=== BRIEF ===
Look through the data below, and copy each line that carries the word "chimney".

=== DATA PROVIDED ===

==============================

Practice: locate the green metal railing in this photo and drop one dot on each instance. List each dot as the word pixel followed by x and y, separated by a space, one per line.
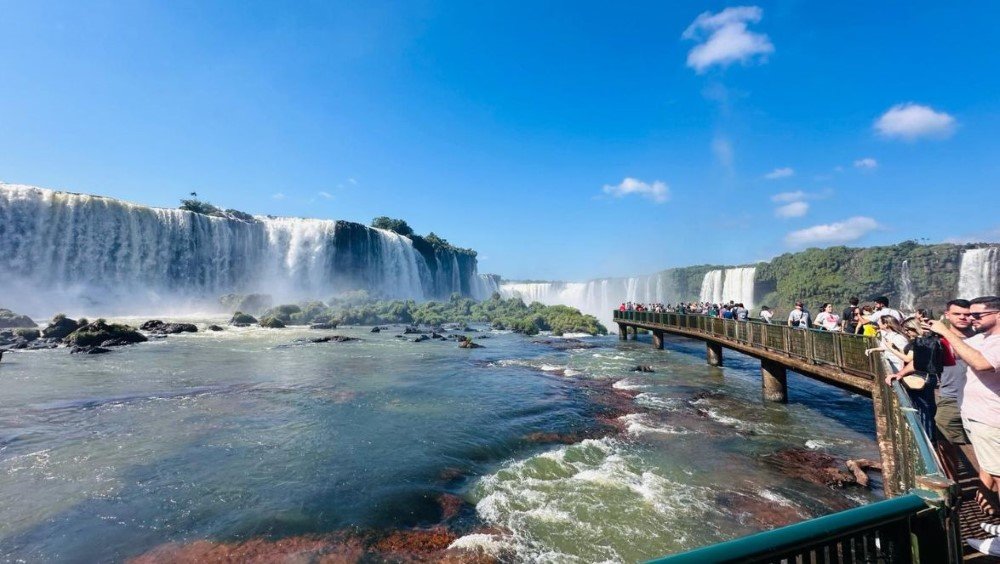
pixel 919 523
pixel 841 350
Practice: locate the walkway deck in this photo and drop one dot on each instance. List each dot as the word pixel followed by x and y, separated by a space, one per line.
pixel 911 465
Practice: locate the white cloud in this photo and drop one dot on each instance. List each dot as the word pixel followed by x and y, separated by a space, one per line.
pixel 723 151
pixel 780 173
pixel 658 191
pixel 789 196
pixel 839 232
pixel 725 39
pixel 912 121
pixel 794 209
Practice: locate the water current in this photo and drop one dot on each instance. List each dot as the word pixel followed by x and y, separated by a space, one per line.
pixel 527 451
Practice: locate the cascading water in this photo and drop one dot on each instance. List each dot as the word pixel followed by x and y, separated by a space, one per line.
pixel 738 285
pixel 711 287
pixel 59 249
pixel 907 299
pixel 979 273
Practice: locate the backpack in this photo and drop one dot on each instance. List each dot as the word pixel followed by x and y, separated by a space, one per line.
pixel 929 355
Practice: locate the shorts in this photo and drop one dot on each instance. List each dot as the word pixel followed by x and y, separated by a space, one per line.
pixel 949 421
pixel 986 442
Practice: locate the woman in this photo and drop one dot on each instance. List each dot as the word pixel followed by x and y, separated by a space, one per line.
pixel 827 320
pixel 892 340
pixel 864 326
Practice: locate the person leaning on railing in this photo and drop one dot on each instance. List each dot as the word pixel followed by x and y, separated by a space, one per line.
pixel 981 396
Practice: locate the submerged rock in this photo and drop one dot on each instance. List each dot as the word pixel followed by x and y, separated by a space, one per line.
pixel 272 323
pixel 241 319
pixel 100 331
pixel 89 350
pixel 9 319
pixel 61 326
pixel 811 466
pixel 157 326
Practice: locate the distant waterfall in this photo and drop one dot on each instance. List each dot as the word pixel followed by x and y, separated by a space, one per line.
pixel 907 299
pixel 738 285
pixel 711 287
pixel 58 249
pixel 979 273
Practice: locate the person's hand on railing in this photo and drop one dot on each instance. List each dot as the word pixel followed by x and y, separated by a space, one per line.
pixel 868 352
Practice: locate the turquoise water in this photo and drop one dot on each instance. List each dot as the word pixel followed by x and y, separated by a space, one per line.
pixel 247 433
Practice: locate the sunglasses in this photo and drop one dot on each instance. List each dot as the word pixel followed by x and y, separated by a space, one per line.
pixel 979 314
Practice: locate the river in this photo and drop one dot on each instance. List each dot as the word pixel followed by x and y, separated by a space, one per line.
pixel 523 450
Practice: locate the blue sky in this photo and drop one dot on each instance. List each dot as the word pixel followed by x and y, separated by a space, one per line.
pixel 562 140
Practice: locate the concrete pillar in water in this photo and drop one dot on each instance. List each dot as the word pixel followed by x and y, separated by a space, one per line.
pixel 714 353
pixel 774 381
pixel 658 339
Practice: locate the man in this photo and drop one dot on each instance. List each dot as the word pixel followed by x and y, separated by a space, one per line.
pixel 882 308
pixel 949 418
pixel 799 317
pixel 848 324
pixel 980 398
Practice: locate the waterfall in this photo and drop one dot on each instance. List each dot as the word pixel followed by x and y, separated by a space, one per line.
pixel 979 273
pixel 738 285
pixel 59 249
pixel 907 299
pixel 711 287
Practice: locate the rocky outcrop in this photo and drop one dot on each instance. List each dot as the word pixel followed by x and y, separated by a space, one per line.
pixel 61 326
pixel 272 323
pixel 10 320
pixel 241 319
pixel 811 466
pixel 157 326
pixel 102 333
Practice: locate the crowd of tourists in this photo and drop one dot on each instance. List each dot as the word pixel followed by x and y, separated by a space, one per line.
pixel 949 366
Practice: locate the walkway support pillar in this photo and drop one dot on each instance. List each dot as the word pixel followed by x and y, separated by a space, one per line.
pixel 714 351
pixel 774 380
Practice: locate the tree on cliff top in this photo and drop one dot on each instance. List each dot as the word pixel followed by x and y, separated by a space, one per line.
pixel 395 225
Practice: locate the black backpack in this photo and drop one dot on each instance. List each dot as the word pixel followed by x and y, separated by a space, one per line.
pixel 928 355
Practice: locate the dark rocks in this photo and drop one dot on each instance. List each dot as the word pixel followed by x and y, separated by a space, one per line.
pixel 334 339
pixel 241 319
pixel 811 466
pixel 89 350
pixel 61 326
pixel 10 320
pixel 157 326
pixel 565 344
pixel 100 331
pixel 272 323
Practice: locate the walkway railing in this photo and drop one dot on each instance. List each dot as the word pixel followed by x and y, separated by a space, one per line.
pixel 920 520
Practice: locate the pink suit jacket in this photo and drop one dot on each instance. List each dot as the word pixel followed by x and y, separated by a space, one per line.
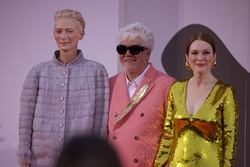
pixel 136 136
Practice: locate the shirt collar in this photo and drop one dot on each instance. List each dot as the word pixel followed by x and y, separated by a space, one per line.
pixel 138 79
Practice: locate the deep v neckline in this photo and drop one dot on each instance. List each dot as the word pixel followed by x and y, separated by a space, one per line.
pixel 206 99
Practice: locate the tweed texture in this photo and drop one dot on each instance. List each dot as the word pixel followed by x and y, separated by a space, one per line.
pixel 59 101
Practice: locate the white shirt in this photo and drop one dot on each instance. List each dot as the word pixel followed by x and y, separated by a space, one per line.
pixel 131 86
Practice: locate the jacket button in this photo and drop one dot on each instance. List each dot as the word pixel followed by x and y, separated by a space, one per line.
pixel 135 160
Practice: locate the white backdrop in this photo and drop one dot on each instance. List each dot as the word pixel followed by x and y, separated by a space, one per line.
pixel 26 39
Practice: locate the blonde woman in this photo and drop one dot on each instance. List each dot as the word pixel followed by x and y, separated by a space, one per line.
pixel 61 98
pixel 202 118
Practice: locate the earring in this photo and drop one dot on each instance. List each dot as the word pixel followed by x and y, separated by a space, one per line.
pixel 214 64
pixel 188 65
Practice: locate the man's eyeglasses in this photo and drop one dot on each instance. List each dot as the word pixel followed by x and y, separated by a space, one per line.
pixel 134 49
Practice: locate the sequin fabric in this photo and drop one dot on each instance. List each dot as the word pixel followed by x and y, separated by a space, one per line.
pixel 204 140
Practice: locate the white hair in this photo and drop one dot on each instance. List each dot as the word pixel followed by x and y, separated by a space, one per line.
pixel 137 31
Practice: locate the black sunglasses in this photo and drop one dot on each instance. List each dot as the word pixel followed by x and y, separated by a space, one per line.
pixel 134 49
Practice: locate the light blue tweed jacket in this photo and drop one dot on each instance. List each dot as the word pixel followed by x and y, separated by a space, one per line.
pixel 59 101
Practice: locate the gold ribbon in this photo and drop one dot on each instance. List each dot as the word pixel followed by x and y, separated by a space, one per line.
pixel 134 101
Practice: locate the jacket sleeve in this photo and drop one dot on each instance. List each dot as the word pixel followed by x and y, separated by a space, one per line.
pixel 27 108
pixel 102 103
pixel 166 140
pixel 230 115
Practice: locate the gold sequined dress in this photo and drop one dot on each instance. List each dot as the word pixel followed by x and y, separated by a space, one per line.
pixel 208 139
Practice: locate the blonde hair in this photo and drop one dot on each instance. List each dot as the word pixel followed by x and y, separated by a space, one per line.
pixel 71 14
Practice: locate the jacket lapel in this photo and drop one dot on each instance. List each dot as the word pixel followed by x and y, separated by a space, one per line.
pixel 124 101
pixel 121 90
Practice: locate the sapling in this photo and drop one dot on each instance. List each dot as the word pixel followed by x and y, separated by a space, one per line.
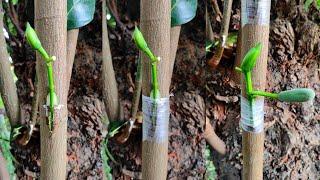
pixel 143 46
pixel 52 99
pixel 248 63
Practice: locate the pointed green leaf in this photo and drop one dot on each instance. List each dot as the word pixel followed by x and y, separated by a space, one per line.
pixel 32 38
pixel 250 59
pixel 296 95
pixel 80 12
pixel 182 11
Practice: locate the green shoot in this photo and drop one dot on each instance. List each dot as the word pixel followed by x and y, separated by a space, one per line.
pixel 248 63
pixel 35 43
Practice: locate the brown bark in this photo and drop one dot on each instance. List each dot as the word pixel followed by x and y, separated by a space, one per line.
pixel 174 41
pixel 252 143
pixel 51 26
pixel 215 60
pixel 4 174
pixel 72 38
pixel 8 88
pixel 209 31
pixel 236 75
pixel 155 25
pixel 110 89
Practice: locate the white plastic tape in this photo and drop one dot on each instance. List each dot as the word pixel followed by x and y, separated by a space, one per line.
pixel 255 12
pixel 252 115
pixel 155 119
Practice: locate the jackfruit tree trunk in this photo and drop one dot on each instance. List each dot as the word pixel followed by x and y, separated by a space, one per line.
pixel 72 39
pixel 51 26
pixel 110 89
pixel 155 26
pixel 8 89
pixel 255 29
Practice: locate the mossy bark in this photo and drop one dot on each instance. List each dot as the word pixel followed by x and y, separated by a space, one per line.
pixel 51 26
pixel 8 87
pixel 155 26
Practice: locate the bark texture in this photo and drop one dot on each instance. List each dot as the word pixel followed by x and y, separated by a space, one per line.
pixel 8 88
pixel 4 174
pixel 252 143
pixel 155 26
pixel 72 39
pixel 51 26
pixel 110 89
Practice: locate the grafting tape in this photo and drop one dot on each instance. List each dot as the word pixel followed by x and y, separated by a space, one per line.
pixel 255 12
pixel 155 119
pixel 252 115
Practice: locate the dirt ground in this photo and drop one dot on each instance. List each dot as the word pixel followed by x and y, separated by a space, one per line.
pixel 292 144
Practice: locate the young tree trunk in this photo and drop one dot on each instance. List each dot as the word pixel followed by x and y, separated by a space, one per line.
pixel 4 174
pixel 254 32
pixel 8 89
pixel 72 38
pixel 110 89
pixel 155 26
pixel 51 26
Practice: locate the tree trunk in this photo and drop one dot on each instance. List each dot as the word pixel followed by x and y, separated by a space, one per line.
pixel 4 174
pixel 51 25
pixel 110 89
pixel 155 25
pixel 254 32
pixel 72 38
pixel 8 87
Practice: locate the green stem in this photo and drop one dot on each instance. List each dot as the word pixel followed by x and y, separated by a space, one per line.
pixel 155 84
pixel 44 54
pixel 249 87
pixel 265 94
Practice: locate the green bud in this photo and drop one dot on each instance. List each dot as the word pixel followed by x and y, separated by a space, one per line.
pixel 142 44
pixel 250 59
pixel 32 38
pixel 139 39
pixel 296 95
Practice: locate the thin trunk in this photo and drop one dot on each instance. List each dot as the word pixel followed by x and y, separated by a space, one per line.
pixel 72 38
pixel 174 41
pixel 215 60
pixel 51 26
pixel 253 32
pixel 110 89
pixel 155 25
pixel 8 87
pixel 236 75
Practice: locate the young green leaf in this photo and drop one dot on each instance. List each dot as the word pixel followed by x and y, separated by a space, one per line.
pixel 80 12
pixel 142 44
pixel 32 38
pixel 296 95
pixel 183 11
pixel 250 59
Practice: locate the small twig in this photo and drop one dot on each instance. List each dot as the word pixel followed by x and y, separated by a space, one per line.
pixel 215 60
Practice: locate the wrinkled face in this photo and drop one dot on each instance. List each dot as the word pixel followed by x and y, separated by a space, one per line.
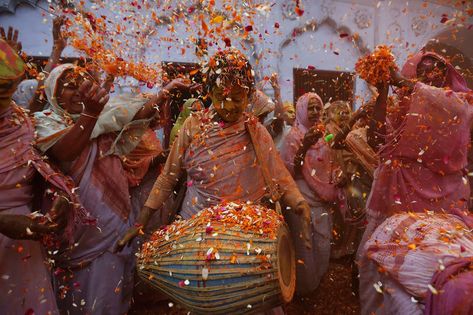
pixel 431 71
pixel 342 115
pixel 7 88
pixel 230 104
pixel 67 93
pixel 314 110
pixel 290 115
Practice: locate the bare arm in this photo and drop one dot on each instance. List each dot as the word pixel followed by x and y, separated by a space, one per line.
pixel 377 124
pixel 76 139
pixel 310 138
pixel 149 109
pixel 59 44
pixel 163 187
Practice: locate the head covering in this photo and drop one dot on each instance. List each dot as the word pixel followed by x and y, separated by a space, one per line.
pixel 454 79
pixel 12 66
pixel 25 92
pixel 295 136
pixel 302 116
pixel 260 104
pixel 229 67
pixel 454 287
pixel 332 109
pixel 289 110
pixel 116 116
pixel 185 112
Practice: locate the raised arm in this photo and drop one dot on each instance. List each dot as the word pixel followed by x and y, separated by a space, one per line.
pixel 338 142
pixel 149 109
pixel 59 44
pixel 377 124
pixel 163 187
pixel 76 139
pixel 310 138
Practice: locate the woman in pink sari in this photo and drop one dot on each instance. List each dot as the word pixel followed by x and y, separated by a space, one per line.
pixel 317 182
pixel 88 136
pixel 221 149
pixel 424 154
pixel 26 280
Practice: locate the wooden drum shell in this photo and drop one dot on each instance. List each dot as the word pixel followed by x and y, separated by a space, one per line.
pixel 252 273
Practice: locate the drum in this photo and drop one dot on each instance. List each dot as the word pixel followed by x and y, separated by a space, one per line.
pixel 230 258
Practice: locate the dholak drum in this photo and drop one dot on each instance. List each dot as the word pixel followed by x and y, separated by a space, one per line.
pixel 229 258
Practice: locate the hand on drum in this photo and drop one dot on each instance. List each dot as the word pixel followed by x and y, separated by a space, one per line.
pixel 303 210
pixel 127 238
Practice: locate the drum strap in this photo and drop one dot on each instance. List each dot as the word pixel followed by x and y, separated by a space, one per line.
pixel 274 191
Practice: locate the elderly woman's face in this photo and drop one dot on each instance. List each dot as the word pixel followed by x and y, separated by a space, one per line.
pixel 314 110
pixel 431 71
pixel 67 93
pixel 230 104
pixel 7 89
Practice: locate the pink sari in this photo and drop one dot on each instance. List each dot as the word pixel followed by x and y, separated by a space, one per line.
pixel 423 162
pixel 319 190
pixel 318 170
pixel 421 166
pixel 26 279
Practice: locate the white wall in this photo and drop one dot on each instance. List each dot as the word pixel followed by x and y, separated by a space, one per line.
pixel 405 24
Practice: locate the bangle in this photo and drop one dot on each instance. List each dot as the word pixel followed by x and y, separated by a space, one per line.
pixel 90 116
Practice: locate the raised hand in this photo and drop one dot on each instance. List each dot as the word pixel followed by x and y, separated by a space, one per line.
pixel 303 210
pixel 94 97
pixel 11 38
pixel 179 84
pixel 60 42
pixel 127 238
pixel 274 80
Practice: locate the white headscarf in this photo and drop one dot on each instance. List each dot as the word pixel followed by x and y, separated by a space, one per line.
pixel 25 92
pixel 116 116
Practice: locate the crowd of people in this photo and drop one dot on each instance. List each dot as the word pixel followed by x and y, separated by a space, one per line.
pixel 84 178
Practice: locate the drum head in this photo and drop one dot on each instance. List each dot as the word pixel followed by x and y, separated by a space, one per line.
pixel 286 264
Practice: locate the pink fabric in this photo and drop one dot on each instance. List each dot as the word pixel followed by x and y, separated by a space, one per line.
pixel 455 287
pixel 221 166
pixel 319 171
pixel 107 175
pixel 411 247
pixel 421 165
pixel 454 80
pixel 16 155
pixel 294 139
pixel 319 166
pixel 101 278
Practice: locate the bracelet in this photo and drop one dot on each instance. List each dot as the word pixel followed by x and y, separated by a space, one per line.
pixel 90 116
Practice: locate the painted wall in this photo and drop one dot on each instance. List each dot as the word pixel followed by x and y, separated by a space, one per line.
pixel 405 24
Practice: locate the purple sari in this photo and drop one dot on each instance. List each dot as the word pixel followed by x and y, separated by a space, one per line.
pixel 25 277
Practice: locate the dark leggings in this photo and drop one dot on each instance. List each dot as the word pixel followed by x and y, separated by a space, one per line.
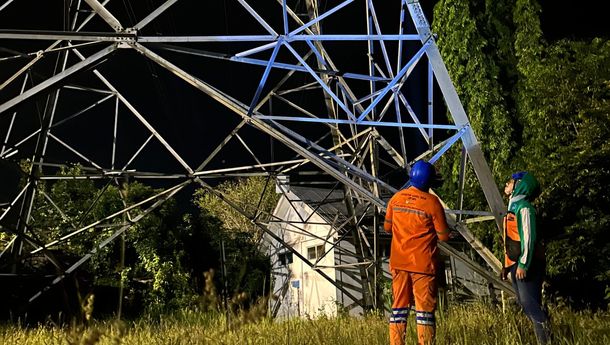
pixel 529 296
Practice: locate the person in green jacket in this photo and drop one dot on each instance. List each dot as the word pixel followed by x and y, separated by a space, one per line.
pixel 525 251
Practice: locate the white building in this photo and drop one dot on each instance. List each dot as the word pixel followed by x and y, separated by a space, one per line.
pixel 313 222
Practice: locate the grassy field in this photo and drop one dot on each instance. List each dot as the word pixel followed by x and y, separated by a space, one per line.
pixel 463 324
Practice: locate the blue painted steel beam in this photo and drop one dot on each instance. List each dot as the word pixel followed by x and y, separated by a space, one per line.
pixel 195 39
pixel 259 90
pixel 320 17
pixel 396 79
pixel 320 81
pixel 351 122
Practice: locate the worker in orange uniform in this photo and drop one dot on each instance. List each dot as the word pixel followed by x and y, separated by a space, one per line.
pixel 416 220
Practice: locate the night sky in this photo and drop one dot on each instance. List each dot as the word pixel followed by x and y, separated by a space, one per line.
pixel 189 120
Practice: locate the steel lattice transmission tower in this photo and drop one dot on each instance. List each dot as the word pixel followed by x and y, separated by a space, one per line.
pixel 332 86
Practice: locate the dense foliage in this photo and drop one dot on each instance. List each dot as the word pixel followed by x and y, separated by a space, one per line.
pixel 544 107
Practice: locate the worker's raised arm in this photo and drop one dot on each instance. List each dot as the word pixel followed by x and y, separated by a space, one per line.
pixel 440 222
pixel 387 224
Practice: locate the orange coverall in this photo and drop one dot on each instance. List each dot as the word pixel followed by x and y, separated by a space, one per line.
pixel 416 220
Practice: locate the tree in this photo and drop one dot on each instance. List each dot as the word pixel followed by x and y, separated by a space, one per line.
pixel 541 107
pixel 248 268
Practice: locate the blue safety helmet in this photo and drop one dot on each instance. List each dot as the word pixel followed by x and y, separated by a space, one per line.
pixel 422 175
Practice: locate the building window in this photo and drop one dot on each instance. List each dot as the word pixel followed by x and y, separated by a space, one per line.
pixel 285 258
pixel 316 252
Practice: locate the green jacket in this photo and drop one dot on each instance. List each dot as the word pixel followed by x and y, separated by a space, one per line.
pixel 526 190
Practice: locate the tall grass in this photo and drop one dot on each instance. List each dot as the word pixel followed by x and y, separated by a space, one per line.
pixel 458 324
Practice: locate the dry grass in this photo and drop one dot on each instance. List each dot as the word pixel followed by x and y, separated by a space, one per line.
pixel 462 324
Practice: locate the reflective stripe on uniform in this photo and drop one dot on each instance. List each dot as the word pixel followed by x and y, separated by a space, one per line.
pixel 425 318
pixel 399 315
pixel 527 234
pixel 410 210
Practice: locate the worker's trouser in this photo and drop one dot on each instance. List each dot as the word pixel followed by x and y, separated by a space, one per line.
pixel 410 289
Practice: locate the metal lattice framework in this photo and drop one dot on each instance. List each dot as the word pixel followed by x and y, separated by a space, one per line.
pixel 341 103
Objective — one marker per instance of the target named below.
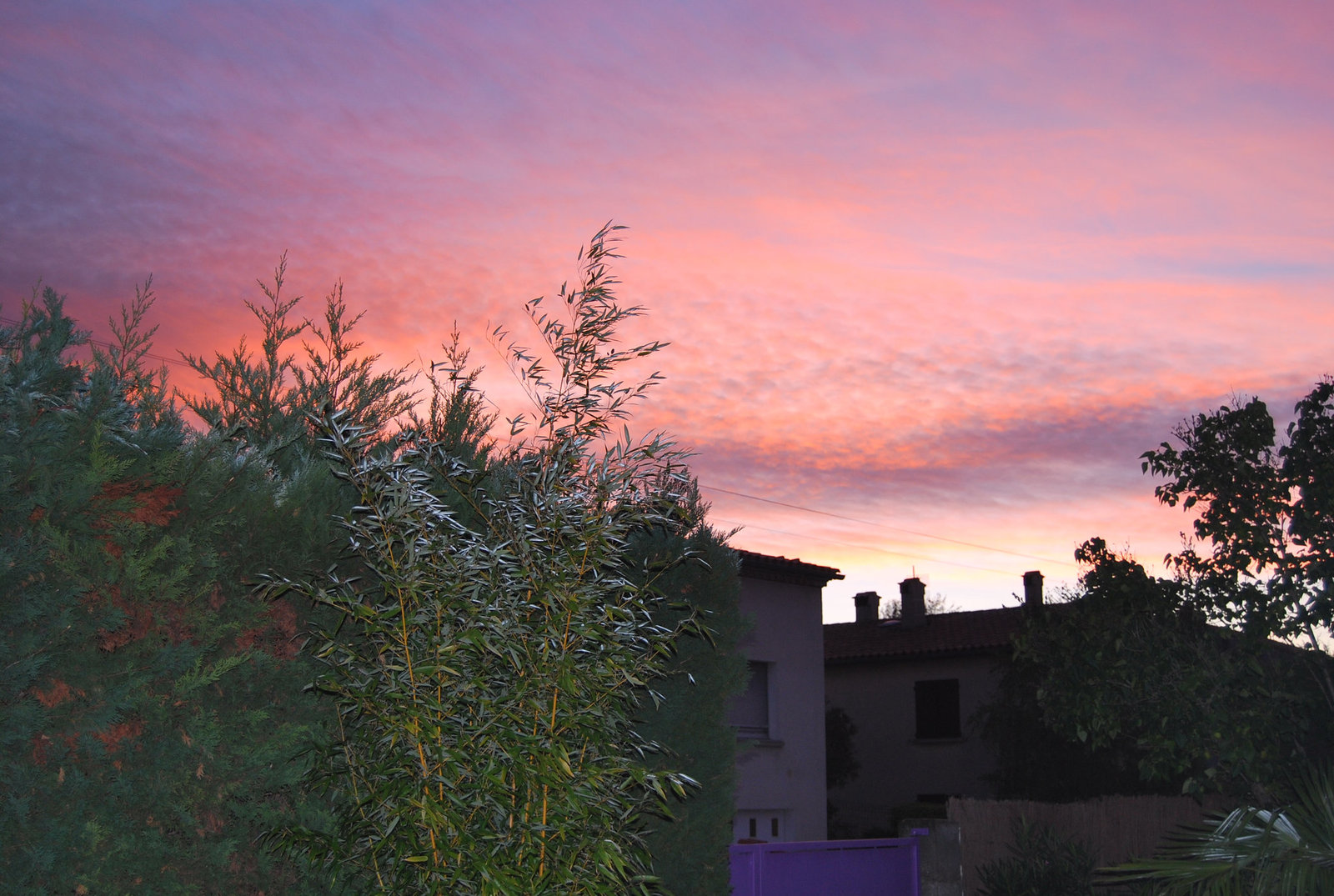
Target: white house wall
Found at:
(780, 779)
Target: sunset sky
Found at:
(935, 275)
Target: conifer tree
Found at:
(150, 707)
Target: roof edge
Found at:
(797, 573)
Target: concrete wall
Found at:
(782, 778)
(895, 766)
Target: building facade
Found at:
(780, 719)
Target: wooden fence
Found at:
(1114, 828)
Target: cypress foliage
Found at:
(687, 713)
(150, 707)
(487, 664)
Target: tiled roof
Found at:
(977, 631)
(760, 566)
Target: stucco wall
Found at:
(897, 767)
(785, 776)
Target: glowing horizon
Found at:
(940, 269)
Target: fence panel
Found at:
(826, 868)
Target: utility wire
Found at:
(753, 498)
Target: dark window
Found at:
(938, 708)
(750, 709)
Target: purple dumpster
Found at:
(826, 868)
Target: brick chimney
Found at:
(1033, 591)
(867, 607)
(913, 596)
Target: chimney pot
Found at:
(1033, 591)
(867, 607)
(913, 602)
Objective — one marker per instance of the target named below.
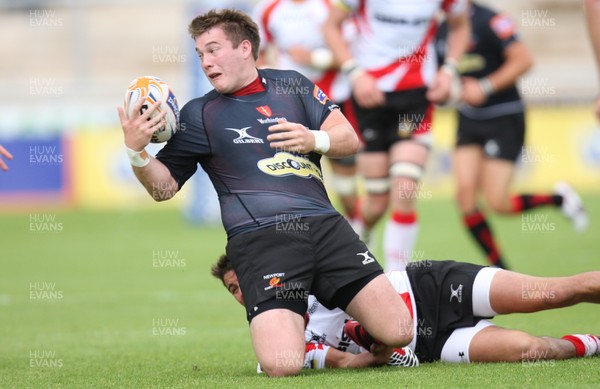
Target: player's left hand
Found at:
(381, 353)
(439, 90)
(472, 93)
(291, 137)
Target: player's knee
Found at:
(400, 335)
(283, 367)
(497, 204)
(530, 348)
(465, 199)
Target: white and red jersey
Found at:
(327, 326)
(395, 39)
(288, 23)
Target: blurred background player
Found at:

==============================

=== COMPLETED EXERCISE ===
Target: brick chimney
Target: chimney pot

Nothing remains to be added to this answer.